- [Task requirements]:
Pull out each line of the items below that contains the string "grandstand", and list those lines.

Collection entries
****************************************
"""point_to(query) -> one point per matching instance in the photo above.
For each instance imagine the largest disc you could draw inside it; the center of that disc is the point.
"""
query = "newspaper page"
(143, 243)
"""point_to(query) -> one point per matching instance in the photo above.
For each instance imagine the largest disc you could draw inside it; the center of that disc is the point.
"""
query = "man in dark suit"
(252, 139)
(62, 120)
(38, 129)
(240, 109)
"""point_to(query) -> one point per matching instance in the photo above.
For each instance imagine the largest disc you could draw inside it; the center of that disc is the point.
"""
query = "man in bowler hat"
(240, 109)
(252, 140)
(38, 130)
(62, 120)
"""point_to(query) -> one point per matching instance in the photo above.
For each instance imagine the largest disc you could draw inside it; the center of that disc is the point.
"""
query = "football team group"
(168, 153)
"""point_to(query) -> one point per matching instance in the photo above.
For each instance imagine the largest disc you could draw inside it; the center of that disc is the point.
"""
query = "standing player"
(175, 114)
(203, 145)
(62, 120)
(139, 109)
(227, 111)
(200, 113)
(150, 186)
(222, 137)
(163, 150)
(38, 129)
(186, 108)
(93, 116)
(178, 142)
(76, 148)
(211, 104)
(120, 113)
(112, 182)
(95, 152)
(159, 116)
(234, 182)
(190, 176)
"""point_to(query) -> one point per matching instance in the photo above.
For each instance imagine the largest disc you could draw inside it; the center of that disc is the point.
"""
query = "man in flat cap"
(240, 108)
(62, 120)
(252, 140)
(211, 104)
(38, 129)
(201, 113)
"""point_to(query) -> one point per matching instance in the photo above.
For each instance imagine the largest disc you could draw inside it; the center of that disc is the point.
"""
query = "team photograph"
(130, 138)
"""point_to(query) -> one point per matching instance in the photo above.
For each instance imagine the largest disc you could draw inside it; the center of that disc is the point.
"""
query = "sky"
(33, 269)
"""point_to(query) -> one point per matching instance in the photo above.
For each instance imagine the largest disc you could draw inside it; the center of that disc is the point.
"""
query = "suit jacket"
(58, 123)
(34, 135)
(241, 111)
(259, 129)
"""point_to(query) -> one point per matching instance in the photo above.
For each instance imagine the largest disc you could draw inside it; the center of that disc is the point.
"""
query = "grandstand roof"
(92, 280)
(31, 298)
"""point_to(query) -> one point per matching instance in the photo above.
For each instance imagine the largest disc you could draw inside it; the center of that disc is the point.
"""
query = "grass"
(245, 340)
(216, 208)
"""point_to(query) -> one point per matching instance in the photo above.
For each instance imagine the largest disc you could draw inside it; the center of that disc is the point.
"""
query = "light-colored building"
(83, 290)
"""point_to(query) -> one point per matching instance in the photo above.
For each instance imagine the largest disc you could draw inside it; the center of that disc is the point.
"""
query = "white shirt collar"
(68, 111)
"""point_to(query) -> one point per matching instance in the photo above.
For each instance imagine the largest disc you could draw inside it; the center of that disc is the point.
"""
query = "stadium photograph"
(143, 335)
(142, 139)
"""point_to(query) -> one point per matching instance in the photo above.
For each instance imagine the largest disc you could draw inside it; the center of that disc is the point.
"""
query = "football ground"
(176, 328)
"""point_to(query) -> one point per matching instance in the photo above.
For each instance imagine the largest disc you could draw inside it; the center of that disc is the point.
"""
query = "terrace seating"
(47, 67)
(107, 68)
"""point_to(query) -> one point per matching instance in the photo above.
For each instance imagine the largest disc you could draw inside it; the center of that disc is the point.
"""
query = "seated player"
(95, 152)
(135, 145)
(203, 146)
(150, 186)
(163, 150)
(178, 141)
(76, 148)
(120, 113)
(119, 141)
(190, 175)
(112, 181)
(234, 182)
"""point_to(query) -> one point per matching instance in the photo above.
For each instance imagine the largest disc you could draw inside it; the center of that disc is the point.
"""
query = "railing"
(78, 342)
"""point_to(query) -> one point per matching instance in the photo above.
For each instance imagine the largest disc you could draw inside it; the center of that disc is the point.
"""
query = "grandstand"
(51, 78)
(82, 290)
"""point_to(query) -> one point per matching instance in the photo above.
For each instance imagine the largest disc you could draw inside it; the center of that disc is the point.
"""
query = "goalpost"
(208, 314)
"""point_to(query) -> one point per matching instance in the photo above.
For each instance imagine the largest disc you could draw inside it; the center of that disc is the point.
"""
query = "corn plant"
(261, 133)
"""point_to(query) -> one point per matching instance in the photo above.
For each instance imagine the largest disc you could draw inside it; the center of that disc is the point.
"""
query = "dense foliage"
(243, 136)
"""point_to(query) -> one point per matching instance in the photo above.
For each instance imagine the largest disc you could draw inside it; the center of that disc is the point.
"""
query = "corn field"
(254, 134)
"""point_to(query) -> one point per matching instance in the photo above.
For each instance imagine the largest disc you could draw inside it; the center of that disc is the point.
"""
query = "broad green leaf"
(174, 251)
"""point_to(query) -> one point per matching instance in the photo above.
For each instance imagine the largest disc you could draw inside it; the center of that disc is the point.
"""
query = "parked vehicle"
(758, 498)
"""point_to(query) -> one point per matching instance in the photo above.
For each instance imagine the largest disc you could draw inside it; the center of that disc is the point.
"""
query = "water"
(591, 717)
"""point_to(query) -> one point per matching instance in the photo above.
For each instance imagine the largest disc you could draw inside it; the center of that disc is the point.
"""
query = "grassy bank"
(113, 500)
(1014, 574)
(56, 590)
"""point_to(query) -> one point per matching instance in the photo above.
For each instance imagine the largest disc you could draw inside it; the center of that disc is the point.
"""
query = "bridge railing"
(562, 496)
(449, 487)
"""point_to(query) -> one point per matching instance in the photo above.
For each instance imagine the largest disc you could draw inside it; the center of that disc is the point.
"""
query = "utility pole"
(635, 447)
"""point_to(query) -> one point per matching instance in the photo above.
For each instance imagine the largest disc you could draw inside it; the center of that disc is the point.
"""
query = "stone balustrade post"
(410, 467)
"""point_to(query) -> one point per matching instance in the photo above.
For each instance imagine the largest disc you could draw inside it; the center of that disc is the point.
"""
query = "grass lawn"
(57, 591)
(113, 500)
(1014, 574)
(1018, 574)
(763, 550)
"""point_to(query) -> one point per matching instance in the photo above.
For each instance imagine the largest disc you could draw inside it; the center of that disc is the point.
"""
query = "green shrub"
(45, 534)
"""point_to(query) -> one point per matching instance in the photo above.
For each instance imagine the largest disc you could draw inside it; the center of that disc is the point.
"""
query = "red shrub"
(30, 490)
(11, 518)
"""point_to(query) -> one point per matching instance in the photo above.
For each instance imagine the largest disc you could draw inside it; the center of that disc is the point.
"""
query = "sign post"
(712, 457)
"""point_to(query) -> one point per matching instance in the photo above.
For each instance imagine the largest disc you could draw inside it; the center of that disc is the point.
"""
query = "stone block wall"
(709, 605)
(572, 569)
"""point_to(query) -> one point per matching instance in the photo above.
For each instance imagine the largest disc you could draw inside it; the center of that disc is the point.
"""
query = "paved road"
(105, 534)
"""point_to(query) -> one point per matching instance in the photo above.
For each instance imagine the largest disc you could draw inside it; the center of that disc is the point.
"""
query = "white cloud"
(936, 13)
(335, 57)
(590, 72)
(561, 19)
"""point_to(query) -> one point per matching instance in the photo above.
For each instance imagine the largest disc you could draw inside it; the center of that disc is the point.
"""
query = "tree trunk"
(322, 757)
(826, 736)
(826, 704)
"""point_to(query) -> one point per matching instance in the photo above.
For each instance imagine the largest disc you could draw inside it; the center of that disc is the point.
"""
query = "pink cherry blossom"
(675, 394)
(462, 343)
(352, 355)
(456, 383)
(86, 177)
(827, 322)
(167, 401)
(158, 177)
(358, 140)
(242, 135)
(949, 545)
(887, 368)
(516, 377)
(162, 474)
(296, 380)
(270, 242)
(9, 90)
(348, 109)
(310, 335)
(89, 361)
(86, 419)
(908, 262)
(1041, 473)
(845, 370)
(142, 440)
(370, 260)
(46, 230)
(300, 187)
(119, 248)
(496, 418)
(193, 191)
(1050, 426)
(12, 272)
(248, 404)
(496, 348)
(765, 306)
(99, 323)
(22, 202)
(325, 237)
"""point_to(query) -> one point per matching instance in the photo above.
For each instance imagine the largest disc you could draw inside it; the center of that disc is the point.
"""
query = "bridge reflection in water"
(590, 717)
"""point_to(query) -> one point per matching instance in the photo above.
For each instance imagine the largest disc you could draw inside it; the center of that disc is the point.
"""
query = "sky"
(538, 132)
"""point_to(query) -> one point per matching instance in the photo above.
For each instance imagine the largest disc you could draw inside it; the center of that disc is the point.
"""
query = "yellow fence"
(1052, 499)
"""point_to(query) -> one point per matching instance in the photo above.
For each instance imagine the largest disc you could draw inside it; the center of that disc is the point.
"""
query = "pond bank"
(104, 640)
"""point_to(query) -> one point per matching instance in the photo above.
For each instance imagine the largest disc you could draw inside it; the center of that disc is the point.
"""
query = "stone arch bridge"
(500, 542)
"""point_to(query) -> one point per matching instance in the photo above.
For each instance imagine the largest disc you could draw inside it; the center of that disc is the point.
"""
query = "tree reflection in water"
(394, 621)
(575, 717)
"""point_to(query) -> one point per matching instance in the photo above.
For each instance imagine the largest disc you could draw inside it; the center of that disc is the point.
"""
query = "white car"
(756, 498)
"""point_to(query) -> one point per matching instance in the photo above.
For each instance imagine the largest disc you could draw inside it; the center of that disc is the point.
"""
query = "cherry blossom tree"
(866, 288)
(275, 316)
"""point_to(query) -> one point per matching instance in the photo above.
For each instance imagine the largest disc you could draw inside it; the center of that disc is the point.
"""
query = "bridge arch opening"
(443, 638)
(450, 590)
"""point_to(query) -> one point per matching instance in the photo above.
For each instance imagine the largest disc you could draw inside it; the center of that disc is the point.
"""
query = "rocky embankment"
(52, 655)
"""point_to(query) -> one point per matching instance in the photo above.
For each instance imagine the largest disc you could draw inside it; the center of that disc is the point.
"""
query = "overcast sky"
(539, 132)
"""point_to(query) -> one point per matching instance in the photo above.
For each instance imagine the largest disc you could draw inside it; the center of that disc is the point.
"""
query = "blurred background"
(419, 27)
****************************************
- [Response to this exercise]:
query = "grandstand roof"
query = "grandstand"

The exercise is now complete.